RECORDS FOR THIS EXERCISE:
┄┄┄┄┄┄┄┄┄┄┄┄┄┄┄┄┄┄┄┄

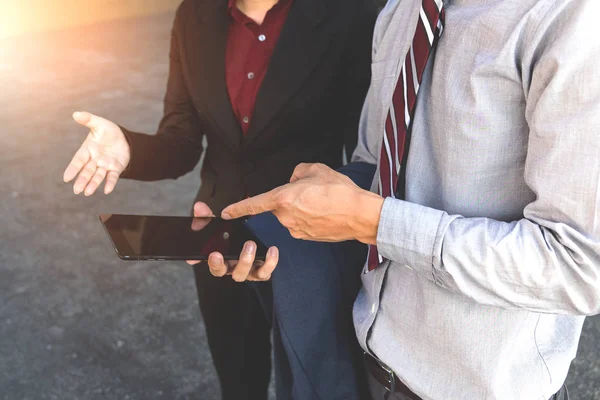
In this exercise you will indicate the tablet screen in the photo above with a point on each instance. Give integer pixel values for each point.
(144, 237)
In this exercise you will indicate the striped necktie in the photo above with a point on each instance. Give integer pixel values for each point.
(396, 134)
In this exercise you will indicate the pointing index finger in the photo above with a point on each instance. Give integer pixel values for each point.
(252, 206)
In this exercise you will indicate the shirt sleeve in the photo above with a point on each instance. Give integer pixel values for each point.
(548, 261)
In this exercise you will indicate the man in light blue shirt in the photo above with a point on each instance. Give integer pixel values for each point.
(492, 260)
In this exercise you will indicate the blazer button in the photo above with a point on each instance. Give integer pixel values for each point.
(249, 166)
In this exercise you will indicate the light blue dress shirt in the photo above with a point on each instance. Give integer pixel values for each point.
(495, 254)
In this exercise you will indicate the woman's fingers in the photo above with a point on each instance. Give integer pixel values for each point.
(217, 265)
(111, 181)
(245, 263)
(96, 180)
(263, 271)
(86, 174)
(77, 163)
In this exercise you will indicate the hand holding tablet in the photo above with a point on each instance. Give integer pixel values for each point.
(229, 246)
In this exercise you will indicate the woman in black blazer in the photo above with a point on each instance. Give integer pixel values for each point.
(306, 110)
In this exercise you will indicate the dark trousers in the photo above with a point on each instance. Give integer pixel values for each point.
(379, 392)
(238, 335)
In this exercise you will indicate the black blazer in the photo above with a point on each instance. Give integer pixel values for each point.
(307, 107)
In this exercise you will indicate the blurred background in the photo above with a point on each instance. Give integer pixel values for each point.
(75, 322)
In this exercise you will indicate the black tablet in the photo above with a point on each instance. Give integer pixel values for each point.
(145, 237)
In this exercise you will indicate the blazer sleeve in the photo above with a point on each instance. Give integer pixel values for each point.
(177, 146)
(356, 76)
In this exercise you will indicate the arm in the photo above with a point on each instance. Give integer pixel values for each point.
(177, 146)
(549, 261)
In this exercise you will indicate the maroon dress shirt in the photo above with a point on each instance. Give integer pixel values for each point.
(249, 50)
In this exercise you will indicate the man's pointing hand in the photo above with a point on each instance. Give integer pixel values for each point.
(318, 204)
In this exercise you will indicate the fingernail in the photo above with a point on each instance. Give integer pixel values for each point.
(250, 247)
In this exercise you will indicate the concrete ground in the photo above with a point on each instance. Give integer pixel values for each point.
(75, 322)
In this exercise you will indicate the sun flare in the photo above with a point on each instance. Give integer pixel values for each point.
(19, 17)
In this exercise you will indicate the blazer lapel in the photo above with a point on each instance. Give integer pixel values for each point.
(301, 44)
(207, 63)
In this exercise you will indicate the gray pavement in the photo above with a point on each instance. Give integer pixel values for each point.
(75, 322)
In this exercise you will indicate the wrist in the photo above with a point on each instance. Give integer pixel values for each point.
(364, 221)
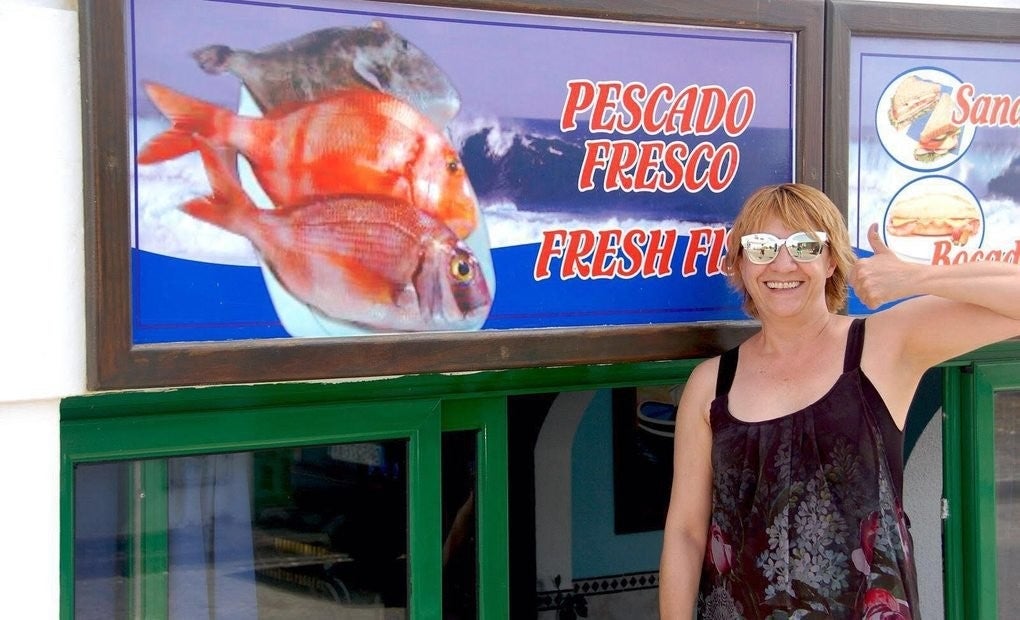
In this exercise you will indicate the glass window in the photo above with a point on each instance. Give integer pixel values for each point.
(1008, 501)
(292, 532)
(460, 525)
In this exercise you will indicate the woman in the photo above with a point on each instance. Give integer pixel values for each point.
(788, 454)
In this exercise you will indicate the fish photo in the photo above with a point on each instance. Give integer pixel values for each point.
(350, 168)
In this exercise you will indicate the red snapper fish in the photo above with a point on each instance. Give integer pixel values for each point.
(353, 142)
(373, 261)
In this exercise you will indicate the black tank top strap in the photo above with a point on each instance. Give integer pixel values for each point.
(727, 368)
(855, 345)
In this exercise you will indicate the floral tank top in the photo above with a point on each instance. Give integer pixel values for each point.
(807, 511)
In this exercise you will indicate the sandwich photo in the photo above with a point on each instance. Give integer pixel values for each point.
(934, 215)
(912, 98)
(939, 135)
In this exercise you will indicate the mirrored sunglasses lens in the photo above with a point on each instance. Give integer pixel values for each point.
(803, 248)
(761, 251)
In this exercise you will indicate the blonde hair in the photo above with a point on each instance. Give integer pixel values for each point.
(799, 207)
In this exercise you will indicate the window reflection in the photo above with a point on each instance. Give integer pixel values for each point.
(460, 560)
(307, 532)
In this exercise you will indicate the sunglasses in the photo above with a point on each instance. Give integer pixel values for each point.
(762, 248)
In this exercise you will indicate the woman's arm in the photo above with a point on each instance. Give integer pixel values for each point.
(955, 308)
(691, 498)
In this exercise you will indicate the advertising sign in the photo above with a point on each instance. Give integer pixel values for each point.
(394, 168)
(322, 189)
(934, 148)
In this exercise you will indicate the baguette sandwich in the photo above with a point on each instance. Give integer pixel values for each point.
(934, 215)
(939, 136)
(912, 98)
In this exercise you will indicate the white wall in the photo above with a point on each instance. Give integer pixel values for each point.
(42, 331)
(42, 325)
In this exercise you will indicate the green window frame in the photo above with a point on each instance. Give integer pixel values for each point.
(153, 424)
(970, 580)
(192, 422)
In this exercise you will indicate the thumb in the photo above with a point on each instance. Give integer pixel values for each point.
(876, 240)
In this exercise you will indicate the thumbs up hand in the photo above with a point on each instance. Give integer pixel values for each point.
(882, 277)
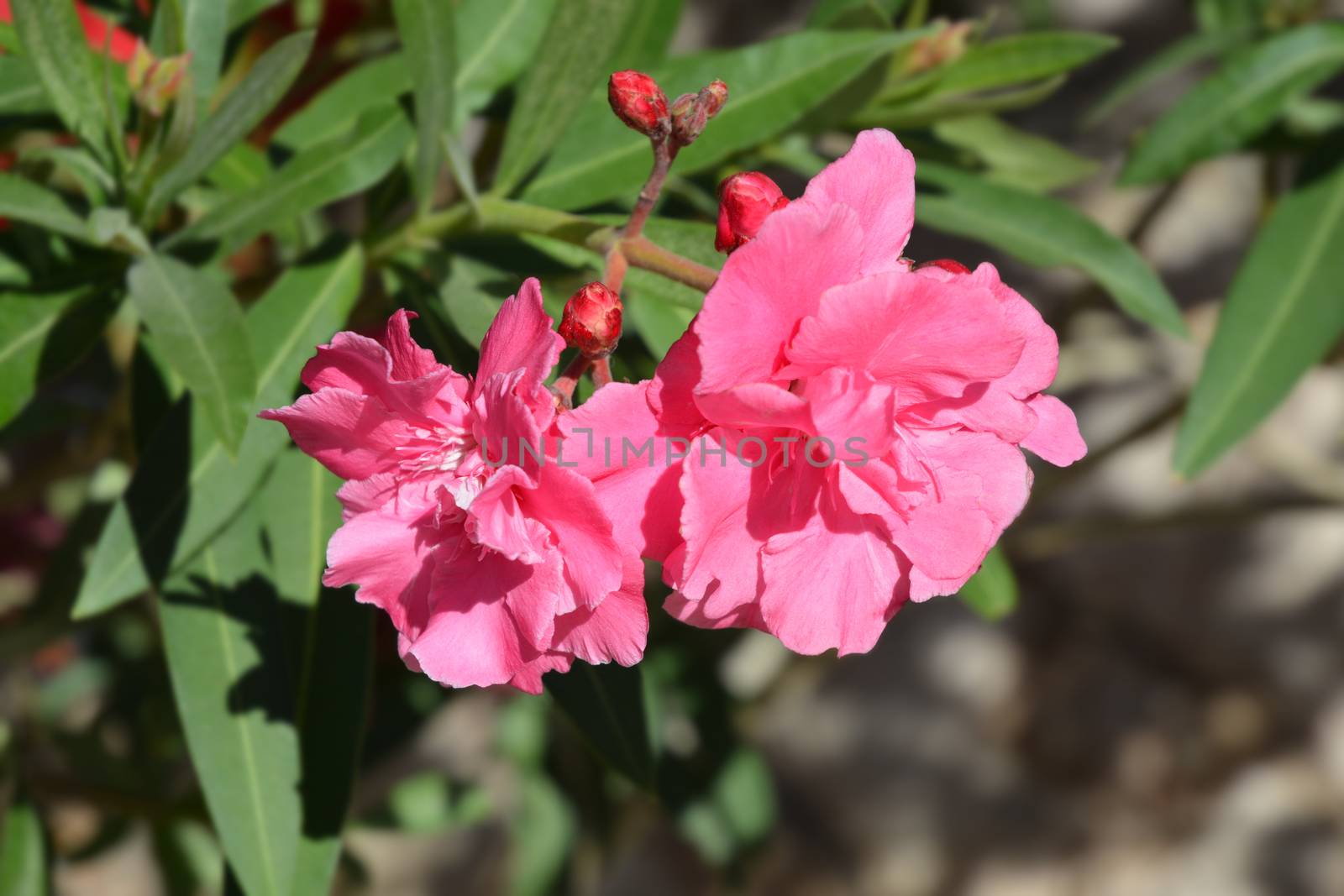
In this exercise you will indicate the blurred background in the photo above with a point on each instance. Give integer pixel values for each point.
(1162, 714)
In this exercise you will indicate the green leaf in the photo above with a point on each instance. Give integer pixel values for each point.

┄┄┄┄┄┄┄┄┄┄┄┄┄┄┄┄┄┄┄┄

PROBLEM REQUIREMENTS:
Will you set down the records word for word while leaving out every picture?

OUTPUT:
In this exercise you will indicate the tablet screen in the photo above with a point on each instance. Give integer pixel values for each point.
(144, 237)
In this exercise you will indicate the striped necktie in the photo above with a point on each instance. Give integer pixel values for each point.
(396, 134)
In this exercise you will indicate the pointing index finger in the photo above with a point on each instance. Give integer pixel values for each point.
(252, 206)
In this exercise you will indicate the shirt sleeve in the photo above with a point on each instance. Give integer pixel values for each point.
(548, 261)
In this exercise you will indicate the man in light blue shirt in the photo above with a point on each instance. Give integer pixel values for each point.
(492, 260)
In this exercise you will indicate the blazer button in the photo above with a point on each instance. Give integer pixel values for each point.
(249, 166)
In this exercise you will indicate the light blue dress shirt in the photo above with a point on each instance. Give integer pixel values for each point.
(495, 254)
In this exercise you will indicate the woman's fingers in the photo above with a point on each instance. Give integer pixel values for each point.
(217, 265)
(111, 181)
(245, 263)
(96, 180)
(263, 271)
(86, 174)
(77, 163)
In this exercise you will indicate the hand holding tablet in the photo above with a point on each instance. Give integer pixel values for each point.
(229, 246)
In this exercise you will indicate the woman in black blazer in the photo above with a point on each instance. Give integer pixel values for each point.
(306, 110)
In this exercise you will indicate the dark trousers in the photo above with a point on each instance. Give integer pixel values for each point.
(379, 392)
(238, 335)
In this exercise you will indicate the black blazer in the photo above with a point on each instance. Give integer pixel values for each point.
(307, 107)
In this exercise you will indicate the blurred background in the photo above with a point on each instance. Give integer pixel values for each point.
(75, 322)
In this exercise you will indicate the black tablet in the photo above with a point on each instance. Give integer pixel values for each point.
(145, 237)
In this exercise you will indicate the blazer sleeve in the photo above with a point on each instance. Give integer pixel values for each point.
(177, 146)
(356, 76)
In this exercise you will indicate the arm in the photo above with a point on each instance. Give integer pixel values for each point.
(177, 146)
(549, 261)
In this exercise you will indicate the maroon dress shirt in the photo above with a point on each instance. Give integer pixel values for each point.
(249, 50)
In this exercise you will indicate the man's pointing hand in the photo above with a point on each instance. Give integer pixel values for each point.
(318, 204)
In this exercise you will indicate the fingernail in the photo above with a point on each instance. Give integer pixel values for each point.
(250, 247)
In this exercise you will indicate the concrete ground in the photo above with a point on each instance. Give integer pixel values for each point.
(75, 322)
In this exercise you will indicate the sun flare in the photo above with a point on each instance. Give integer pixel values for each point.
(19, 17)
In this exercise you will indicate the blazer lapel in the photo above with a point on each instance. Give integer pixel values for each point.
(301, 44)
(207, 63)
In this exercise you will indicate the gray pavement in the photo above with a point on each instance. Give integer pixel values for each point.
(75, 322)
In this exercise you will indicate the wrist in the photo above with a point on each instance. Give integer pixel values for each point.
(364, 221)
In this exercise you will indicate the glass window in the photo above with a point on each instance. Give integer pixel values for each point.
(1008, 501)
(292, 532)
(460, 525)
In this exercise you will indicate the woman in the photo above with a point on each instance. Give integer pixel values for each point.
(788, 454)
In this exercise you will indicate the fish photo in the photo above with a point on each instance. Give integer pixel values for each point.
(350, 168)
In this exercise you will indicate the red snapper fish in the photo above with a point on each instance. Give integer pixel values for each point.
(353, 142)
(373, 261)
In this exercise you will indicate the black tank top strap in the photo above with a point on each instance. Give integer pixel values for each point.
(727, 368)
(855, 345)
In this exercise you will indicate the floral tank top in the photo above with a point on each instance. Give integer pixel values for each point.
(807, 511)
In this exercise you will indicate the sandwich photo in the photo above with a point on each instance. Give integer pixel values for each point.
(934, 215)
(912, 98)
(939, 135)
In this exercise you will indicate the mirrored sunglasses lens in the photo above with a point on each instance. Give integer pixel values for each point.
(803, 248)
(761, 251)
In this exercise you will indicate the blonde hair in the photo above with a point on each instance. Give integer pixel values for each point.
(799, 207)
In this exercise you will indicate the window reflection in the photo above with a point on each instance. Give integer pixel values for each point.
(460, 560)
(307, 532)
In this exercise you will indicate the sunglasses in the photo above with a point on each instance. Give integer pixel values for each point.
(762, 248)
In this exercise you will indicate the woman's arm in the photo above with a point on each instance. Give integer pixel values for each point.
(955, 308)
(691, 498)
In this exercise you will indicate the advertising sign in the photo above with a point on each instance. Give integer pixel values for each point.
(394, 168)
(322, 189)
(934, 148)
In this exercise you will indicate the baguette sandwich in the photo above with a point on each instance. Give integer pixel values for each point.
(934, 215)
(939, 136)
(912, 98)
In this exercise you will indicate the white wall in the photo above with a point on each instance. Give integer pixel values for each point.
(42, 331)
(42, 325)
In this exercise you will indicate the green window frame in the photo above with a point on each instance. Give integer pixel values for each point.
(153, 424)
(970, 580)
(192, 422)
In this exercise you will indicate the thumb in the photo above with a point on each instance. Give integer pixel values for each point.
(876, 240)
In this exercise you will indicate the thumbs up hand in the photo above with a point on each instance. Give integer pixel values for each point.
(882, 277)
In this exercise you will indicate the blurred background in the photo above with a point on each instance. Give integer pixel values for each point.
(1162, 714)
In this exercise you will indicate the green leaf in the photo above with a point on each instance. Give integer pixel values for each point.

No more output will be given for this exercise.